## Task to carry out
Return, word for word, the lines of the listing below from the one with "the black bowl" through the one with "the black square", and no other lines.

## Data listing
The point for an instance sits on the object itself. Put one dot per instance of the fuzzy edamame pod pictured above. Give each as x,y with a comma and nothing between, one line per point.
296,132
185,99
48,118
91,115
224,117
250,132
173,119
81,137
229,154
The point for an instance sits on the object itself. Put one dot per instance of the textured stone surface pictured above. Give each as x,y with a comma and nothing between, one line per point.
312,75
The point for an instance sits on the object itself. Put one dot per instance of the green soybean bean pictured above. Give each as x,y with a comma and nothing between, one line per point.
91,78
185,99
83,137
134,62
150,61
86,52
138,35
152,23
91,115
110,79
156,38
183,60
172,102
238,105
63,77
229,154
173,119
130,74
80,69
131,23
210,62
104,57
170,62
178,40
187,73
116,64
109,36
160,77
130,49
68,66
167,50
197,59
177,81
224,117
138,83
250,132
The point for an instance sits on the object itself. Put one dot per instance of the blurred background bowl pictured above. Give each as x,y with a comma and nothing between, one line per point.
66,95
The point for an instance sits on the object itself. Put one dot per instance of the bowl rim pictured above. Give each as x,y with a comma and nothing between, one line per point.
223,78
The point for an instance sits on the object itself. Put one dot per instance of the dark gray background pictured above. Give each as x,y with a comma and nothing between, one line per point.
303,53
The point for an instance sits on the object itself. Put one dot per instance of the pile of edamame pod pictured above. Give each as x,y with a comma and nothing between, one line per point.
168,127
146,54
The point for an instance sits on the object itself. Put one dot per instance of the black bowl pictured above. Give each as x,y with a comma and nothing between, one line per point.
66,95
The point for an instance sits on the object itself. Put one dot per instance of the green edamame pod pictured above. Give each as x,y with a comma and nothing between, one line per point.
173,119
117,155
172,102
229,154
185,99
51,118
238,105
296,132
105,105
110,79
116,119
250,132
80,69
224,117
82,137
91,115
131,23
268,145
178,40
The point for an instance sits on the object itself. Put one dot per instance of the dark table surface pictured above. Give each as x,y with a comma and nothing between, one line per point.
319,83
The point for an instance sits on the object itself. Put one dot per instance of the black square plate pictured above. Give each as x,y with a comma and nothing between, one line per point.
==
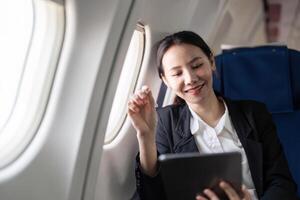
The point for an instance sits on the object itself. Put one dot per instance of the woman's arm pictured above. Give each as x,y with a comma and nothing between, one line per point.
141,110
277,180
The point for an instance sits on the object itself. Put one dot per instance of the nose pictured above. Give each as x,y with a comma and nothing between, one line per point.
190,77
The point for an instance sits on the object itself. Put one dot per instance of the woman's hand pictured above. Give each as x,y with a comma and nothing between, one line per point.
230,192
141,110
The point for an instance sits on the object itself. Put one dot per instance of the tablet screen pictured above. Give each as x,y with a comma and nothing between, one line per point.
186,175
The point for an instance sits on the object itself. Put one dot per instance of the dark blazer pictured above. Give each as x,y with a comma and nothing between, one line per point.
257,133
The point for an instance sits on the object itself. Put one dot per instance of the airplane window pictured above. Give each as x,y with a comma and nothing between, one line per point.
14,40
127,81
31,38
* * *
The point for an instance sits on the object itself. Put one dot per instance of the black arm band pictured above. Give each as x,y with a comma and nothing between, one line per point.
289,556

## Your solution
The point for an instance sits on the object itself. Put one dot per instance of the black bowl pictured above. Give each as x,y with a comma and nothing between, one line per point.
66,95
The point for an instance sits on the object itself. Put one dot per instance of the green edamame pod pictured above. Give each as x,y with a comma and nothing between, one line per point.
173,119
117,155
172,102
229,154
185,99
51,118
238,105
296,132
105,105
110,79
116,119
250,132
80,69
224,117
82,137
91,115
131,23
268,145
178,40
The point for an instance sits on the object itself. Put one dot per instance of the dark table surface pictured above. Give each as x,y with a comma and nothing between, one line per point.
319,83
The point for an instance sits on the object itself. Put one dot per instance of the black square plate pictured above. Give each as x,y with a comma and nothing between, one line per point.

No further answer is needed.